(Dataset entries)
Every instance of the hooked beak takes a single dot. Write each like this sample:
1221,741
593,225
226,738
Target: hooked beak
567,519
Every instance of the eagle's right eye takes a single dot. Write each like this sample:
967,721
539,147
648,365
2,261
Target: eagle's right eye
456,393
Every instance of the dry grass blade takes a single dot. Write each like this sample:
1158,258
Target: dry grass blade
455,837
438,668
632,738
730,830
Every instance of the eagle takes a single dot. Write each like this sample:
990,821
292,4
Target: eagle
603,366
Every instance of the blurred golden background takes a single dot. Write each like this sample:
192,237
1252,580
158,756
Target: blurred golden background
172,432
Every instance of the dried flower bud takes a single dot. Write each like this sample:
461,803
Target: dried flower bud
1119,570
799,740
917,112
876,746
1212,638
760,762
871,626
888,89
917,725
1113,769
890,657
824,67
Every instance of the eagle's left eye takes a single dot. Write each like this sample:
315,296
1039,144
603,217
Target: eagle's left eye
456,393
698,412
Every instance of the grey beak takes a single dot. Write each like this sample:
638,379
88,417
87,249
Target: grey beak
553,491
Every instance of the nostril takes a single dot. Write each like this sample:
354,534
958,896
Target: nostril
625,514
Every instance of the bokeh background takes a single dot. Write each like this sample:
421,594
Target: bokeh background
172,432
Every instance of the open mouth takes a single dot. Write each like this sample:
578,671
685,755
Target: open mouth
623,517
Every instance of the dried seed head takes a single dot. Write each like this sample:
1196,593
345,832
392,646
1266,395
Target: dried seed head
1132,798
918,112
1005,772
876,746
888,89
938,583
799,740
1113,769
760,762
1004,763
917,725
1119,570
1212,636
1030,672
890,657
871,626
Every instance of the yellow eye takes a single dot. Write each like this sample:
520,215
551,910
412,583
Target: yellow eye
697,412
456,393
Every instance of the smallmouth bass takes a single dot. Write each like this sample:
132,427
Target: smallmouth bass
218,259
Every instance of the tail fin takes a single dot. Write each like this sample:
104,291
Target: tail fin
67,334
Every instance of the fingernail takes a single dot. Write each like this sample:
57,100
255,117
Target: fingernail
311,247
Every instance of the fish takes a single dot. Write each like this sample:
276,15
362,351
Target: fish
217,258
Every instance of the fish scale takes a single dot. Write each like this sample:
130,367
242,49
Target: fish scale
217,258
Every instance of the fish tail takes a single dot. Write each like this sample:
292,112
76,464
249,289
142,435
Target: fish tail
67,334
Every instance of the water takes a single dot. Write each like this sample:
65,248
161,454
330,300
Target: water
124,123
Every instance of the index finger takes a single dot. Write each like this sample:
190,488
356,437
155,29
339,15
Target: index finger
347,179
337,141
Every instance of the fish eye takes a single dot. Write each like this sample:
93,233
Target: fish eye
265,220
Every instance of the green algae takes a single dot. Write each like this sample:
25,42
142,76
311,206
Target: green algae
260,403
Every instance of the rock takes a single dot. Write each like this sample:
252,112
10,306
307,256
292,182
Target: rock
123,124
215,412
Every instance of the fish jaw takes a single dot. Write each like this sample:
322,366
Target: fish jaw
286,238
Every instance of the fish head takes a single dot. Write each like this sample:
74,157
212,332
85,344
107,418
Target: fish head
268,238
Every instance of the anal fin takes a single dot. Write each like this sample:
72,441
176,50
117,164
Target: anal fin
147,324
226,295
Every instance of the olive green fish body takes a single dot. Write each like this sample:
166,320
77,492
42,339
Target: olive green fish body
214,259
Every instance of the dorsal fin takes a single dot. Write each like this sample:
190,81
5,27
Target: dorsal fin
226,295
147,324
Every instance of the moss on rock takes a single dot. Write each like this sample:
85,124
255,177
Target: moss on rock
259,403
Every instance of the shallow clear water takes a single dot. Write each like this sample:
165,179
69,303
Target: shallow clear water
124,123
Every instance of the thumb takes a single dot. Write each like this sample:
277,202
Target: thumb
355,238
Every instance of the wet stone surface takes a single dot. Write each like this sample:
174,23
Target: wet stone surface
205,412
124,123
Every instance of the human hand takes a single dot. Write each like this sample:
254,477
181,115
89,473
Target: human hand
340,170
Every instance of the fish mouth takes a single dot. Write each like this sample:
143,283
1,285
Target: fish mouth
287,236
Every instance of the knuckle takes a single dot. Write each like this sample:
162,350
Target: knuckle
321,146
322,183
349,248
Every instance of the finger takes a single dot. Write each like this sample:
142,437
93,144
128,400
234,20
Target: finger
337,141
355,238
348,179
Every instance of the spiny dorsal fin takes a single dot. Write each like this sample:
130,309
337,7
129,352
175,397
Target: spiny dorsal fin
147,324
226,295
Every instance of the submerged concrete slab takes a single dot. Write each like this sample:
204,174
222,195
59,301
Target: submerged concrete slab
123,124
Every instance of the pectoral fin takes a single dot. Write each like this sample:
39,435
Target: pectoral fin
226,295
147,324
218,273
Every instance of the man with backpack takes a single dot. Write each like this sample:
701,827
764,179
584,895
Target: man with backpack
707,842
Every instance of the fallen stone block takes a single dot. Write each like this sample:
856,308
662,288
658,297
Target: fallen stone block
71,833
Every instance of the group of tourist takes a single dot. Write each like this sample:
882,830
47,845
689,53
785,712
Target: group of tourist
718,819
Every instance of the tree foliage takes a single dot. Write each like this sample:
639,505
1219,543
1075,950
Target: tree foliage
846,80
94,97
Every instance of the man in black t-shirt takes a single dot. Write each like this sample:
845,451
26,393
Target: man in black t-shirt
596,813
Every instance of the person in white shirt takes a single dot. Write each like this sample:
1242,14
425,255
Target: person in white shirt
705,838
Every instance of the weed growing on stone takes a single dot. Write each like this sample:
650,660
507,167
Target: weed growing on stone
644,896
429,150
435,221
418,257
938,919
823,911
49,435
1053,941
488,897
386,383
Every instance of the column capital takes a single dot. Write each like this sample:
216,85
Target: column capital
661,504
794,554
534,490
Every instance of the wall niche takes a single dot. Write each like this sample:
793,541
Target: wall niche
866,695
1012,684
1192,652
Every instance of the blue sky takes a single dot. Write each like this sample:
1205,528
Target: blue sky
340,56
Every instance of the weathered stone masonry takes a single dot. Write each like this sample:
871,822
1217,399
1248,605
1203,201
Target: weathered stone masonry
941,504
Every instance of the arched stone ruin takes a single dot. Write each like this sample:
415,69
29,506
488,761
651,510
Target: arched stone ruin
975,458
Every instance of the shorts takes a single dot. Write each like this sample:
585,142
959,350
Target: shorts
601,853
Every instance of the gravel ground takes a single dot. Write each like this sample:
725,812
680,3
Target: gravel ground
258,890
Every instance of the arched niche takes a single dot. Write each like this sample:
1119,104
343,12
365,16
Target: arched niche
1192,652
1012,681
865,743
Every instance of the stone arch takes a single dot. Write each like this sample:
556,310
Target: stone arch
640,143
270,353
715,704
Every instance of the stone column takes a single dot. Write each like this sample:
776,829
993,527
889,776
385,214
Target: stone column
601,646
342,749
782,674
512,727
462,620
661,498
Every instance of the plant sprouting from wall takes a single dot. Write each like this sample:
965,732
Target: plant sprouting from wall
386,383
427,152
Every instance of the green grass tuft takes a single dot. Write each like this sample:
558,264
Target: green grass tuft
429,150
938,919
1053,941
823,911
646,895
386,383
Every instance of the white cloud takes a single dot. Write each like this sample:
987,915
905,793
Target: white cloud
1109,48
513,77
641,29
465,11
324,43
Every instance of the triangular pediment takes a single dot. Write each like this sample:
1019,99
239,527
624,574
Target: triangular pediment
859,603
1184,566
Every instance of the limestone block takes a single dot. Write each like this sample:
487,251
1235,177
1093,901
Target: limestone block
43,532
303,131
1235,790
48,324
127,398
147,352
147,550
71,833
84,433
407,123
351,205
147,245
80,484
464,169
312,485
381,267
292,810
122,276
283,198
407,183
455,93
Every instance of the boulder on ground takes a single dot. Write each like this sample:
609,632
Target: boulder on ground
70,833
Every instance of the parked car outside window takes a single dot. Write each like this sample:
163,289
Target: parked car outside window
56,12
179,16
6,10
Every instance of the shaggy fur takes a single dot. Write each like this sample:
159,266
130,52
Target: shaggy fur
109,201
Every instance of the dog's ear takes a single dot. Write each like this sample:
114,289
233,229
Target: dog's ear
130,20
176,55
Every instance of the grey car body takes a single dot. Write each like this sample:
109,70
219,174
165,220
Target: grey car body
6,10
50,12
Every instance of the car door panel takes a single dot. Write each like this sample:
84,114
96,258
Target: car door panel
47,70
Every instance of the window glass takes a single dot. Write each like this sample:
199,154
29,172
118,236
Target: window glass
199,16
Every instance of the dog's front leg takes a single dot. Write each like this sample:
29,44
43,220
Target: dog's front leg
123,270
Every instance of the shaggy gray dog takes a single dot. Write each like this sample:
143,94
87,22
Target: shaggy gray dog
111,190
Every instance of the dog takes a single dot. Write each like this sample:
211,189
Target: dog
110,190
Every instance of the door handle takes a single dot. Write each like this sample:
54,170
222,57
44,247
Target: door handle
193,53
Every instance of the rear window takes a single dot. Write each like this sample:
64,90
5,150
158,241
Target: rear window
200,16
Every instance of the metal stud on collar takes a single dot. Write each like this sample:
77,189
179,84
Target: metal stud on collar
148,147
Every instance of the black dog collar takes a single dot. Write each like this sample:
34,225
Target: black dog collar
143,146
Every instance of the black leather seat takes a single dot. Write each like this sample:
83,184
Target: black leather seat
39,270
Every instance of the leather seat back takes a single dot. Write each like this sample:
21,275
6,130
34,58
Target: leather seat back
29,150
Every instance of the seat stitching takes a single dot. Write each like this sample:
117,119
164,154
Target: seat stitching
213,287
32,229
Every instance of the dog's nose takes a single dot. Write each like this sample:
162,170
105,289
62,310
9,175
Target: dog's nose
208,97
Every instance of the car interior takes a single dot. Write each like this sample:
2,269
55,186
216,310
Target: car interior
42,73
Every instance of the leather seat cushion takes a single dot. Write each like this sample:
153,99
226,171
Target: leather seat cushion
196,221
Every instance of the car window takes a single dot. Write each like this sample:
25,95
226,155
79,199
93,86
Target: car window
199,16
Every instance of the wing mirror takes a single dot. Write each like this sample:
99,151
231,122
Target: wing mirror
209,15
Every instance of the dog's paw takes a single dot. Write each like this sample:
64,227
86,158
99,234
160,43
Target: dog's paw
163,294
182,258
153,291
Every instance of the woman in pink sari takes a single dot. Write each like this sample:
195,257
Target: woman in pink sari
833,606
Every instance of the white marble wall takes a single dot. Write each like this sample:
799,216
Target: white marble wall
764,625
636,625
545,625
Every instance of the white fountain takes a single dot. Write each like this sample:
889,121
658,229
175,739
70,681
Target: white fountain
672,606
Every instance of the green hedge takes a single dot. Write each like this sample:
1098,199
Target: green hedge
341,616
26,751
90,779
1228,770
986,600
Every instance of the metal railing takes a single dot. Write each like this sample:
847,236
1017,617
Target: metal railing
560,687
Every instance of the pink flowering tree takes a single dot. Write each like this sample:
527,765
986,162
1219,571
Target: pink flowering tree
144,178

What to produce :: The expected response consists solely of the lines from the one with "Target: dog's nose" through the end of the records, repeated exactly.

Exercise solution ::
Target: dog's nose
208,97
Every instance of the car interior takes a single dot. Write each like this sample:
2,269
55,186
216,310
Target: car interior
42,73
Every instance of the leather seat cushion takes a single dot. Write each like this sample:
153,99
226,171
Target: leather seat cushion
196,221
Every instance of the car window takes a single dot. Write each like this sample:
25,95
226,155
79,199
93,86
Target: car window
199,16
Every instance of the wing mirror takes a single dot. Write each like this sample:
99,151
231,122
Target: wing mirror
209,15
Every instance of the dog's paw takes a single dot. Write each like this sample:
64,227
86,158
99,234
160,43
Target: dog's paw
163,294
182,258
153,291
Every instance of the woman in pink sari takes a single dot. Write each like this sample:
195,257
Target: woman in pink sari
833,606
Every instance of the white marble wall takes a single dot. Write each like this sample:
799,216
Target: white marble wall
764,625
636,625
545,625
Every instance of the white fountain takes a single dot. Write each like this sample:
889,121
658,229
175,739
70,681
Target: white fountain
672,606
Every instance of the green hedge takes a single dot. Write each like this sample:
1098,199
Target: green hedge
341,616
26,751
90,779
1228,770
986,600
Every instance of the metal railing takes a single dot. Write each like this sample:
847,236
1017,617
Target: metal railing
560,687
Every instance of the pink flowering tree takes a single dot. Write each like this sample:
527,765
986,162
1219,571
Target: pink flowering tree
144,178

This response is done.